[Set task]
Format the part of the listing that opens with the line containing "Trace tree trunk." and closes with the line containing "0,694 -> 96,738" as a JSON list of strings, one string per line, skipping blank lines.

Stored records
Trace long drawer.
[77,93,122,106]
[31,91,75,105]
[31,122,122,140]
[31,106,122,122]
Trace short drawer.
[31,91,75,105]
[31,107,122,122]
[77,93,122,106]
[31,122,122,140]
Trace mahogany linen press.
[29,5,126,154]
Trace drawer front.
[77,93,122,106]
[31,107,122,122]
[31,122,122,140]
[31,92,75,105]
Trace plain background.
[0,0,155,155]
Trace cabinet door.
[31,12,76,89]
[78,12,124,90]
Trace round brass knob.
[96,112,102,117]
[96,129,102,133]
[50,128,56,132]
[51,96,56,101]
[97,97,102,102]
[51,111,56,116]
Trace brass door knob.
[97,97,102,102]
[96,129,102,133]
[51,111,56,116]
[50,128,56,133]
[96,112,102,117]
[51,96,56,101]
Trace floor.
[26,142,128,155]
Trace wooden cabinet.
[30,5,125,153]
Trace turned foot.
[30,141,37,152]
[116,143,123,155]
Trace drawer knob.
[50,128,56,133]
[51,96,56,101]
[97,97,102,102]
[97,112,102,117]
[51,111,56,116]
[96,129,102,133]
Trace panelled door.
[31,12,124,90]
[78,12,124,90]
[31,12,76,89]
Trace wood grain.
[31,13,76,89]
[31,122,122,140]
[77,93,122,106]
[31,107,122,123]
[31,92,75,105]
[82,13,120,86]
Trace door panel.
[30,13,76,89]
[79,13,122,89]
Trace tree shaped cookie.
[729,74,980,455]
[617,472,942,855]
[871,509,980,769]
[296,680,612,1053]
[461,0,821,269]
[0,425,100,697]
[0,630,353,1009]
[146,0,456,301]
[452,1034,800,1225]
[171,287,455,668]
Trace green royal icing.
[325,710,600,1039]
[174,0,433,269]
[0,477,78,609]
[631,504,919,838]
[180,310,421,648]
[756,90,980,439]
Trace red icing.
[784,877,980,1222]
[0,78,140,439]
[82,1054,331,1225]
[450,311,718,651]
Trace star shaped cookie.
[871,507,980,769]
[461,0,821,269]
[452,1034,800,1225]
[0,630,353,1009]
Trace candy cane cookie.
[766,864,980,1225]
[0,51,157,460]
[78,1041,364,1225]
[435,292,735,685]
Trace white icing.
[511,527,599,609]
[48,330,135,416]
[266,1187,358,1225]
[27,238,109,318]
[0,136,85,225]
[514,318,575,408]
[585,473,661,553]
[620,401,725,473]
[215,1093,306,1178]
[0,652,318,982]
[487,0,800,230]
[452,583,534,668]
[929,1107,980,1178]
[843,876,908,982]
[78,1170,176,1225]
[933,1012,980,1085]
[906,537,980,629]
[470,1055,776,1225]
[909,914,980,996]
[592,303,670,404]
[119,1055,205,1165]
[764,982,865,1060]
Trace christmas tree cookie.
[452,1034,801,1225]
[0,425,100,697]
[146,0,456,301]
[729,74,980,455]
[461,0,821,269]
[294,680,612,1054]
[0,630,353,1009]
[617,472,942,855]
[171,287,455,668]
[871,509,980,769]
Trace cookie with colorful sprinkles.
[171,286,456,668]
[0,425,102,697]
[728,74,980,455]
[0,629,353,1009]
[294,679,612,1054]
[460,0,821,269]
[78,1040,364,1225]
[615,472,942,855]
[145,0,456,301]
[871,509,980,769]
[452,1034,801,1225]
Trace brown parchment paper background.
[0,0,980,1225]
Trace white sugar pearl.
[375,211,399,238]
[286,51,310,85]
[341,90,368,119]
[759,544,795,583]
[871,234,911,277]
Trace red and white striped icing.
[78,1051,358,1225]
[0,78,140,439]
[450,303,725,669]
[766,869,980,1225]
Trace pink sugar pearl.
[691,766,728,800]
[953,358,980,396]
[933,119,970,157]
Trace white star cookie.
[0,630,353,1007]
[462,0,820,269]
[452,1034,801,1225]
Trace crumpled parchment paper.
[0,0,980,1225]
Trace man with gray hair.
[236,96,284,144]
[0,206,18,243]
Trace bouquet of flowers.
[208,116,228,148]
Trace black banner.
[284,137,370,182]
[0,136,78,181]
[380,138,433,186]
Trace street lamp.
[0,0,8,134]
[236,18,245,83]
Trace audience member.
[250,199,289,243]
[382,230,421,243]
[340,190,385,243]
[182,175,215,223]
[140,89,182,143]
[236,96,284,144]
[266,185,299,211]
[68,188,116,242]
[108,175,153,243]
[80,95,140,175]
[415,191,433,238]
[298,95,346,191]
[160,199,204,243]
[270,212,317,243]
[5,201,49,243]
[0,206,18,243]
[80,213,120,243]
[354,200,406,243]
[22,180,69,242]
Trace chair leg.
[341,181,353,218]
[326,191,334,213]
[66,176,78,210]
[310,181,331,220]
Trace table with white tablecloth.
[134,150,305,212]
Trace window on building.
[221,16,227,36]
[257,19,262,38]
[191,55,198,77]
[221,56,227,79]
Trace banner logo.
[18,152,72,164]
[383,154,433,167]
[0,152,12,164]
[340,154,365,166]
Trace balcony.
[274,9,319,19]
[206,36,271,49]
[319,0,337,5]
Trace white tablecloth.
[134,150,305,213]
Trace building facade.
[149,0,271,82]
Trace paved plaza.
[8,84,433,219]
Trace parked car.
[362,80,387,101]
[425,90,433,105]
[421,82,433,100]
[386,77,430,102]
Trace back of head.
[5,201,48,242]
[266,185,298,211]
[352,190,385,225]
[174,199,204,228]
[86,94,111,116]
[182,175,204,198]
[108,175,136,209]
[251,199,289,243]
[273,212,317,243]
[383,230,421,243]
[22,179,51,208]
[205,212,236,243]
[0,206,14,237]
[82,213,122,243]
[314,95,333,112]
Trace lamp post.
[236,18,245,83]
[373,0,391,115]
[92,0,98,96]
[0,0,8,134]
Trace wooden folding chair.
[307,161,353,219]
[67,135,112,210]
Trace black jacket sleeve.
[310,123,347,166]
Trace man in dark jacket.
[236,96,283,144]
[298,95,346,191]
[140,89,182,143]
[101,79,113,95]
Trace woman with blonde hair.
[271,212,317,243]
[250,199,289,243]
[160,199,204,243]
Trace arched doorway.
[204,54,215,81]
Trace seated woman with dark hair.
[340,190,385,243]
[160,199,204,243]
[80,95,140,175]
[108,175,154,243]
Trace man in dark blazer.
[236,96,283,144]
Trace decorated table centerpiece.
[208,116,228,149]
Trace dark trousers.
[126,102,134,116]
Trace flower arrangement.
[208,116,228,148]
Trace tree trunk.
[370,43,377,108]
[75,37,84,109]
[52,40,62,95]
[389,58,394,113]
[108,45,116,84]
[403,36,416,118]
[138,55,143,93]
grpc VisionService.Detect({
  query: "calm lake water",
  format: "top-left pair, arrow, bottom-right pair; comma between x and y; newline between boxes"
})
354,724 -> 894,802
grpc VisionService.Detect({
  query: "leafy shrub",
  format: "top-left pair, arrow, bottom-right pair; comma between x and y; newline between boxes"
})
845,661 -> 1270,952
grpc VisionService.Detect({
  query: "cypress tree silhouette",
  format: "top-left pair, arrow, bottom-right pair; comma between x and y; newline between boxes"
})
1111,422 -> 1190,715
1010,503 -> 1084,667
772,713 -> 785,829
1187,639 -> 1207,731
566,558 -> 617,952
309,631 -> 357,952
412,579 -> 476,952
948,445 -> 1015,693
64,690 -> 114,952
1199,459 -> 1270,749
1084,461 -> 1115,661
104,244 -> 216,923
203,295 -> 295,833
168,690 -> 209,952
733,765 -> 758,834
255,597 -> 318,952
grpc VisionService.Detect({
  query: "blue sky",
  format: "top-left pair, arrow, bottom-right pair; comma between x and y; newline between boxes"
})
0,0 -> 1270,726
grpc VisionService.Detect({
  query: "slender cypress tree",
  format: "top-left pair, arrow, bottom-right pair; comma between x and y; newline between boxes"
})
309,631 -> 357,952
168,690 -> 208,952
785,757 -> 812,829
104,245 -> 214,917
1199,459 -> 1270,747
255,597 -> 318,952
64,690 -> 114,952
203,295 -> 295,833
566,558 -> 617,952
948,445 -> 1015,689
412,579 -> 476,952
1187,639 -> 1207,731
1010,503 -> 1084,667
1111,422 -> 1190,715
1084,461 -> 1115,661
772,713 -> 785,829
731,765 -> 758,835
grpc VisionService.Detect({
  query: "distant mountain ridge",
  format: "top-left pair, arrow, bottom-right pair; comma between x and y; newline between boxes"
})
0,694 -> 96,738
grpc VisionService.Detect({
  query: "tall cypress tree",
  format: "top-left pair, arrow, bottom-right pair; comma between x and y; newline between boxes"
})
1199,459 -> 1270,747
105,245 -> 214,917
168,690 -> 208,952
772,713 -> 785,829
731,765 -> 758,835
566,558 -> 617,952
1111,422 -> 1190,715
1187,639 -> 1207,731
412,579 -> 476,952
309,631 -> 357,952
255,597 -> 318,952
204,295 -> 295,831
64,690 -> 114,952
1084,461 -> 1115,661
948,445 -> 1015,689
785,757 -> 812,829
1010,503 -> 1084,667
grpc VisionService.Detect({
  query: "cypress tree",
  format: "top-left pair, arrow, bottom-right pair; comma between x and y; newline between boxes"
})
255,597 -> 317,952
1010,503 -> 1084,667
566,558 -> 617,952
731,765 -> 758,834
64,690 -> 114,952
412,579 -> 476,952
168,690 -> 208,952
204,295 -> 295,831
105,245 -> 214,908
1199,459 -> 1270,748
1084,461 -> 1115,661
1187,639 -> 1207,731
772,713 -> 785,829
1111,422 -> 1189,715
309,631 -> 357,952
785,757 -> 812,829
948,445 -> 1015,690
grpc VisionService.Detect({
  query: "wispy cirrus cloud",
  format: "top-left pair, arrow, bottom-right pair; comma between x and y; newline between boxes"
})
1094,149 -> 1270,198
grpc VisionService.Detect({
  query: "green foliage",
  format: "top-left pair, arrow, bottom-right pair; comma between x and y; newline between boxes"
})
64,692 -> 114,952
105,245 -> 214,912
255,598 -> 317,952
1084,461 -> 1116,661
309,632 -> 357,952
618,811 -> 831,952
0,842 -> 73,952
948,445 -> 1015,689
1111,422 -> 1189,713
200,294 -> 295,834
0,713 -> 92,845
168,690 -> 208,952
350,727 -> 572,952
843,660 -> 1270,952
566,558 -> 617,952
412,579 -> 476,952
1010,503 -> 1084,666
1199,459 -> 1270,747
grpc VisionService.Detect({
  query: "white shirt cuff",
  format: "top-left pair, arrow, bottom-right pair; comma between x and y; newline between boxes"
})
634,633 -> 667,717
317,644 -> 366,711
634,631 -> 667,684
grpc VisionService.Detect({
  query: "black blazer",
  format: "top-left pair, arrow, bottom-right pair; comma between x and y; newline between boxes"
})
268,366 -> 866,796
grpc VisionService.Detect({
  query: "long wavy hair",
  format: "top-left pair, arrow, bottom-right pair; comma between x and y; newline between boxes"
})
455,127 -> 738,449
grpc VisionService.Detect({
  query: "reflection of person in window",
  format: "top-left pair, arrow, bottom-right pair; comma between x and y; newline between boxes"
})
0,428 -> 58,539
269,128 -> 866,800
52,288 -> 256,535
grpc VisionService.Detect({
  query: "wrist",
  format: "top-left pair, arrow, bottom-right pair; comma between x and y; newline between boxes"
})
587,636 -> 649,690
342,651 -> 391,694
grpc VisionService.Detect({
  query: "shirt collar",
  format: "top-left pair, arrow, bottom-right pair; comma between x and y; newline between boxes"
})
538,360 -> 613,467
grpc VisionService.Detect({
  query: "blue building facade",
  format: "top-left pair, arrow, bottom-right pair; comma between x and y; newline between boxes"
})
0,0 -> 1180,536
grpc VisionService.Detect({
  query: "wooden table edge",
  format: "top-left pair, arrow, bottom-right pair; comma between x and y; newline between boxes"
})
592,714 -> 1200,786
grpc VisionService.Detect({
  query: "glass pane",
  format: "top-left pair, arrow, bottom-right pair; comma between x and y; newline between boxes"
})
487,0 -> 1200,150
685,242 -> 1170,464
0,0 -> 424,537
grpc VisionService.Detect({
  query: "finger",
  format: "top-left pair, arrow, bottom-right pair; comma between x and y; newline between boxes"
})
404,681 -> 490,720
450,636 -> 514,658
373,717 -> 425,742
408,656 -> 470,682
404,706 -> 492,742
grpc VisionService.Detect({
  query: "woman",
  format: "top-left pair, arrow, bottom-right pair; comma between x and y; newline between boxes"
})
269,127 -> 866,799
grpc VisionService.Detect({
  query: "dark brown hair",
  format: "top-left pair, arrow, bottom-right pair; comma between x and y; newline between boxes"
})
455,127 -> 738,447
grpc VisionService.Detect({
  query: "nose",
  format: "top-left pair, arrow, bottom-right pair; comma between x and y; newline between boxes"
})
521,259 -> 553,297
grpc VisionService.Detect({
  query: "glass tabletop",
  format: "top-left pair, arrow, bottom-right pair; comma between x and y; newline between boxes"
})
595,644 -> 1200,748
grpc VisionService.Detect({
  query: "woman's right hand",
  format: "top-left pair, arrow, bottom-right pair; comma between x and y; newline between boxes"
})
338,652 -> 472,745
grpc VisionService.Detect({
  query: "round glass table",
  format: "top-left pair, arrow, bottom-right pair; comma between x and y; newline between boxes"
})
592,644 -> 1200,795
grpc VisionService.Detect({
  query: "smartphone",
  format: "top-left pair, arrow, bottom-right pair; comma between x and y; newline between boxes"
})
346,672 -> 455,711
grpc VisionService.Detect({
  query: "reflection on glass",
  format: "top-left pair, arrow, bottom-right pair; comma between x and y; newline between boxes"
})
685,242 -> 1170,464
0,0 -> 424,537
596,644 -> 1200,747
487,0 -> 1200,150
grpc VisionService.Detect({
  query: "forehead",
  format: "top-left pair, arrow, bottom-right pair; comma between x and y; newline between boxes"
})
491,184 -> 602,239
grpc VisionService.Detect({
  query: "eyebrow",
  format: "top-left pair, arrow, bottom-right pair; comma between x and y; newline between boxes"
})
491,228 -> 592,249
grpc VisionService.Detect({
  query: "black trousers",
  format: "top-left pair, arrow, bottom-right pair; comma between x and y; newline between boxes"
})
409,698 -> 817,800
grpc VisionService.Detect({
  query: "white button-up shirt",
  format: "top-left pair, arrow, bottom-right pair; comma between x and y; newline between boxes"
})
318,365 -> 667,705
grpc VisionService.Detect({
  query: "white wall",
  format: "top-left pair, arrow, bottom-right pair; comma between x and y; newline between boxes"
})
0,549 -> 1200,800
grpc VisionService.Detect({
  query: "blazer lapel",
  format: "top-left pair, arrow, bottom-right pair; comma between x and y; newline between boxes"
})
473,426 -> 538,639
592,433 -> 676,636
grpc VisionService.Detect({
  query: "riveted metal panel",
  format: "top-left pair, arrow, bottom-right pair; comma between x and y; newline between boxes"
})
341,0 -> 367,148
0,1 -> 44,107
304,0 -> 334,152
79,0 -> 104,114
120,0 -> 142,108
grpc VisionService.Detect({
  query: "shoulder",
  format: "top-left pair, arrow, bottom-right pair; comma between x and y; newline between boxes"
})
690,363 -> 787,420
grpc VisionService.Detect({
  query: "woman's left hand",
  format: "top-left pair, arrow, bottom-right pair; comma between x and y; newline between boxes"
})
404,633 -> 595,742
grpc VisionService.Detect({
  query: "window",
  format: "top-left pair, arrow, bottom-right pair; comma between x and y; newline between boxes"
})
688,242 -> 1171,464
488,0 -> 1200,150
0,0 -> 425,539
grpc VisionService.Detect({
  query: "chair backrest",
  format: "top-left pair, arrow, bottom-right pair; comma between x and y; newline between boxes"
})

[Solution to the problem]
[
  "Trace tree trunk.",
  "[370,43,377,108]",
  "[75,37,84,109]",
  "[52,40,62,95]",
  "[389,58,394,113]",
  "[108,45,116,84]",
  "[403,36,416,118]",
  "[138,55,143,93]",
  "grpc VisionService.Detect({",
  "  query: \"calm lake water\",",
  "  format: \"top-left pair, arrow, bottom-right pair; comma between x and y; newline between boxes\"",
  "})",
  "354,724 -> 894,802",
  "grpc VisionService.Detect({",
  "  query: \"leafy shrub\",",
  "  format: \"top-left pair, arrow, bottom-right pair; comma between x and y; newline between boxes\"",
  "})",
  "845,661 -> 1270,952",
  "grpc VisionService.Detect({",
  "  query: \"cypress tree silhouette\",",
  "  format: \"top-left pair, arrow, bottom-right pair; comma between x and y; newline between boxes\"",
  "})",
  "1111,422 -> 1190,715",
  "1010,503 -> 1084,667",
  "772,713 -> 785,829",
  "1187,639 -> 1207,731",
  "566,558 -> 617,952",
  "309,631 -> 357,952",
  "412,579 -> 476,952",
  "948,445 -> 1015,693",
  "64,690 -> 114,952",
  "1199,459 -> 1270,749",
  "1084,461 -> 1115,661",
  "104,244 -> 216,923",
  "203,295 -> 295,833",
  "168,690 -> 209,952",
  "733,765 -> 758,834",
  "255,597 -> 318,952",
  "grpc VisionService.Detect({",
  "  query: \"blue sky\",",
  "  format: \"top-left pair, arrow, bottom-right pair; comma between x and y; newline between boxes\"",
  "})",
  "0,0 -> 1270,726",
  "grpc VisionService.Detect({",
  "  query: \"slender cypress tree\",",
  "  format: \"top-left pair, arrow, bottom-right pair; comma between x and y; newline between boxes\"",
  "})",
  "309,631 -> 357,952",
  "168,690 -> 208,952",
  "785,757 -> 812,829",
  "104,245 -> 214,917",
  "1199,459 -> 1270,747",
  "255,597 -> 318,952",
  "64,690 -> 114,952",
  "203,295 -> 295,833",
  "566,558 -> 617,952",
  "948,445 -> 1015,689",
  "412,579 -> 476,952",
  "1187,639 -> 1207,731",
  "1010,503 -> 1084,667",
  "1111,422 -> 1190,715",
  "1084,461 -> 1115,661",
  "772,713 -> 785,829",
  "731,765 -> 758,835",
  "grpc VisionService.Detect({",
  "  query: \"distant mountain ridge\",",
  "  format: \"top-left pair, arrow, bottom-right pair; comma between x and y; newline between boxes\"",
  "})",
  "0,694 -> 96,738"
]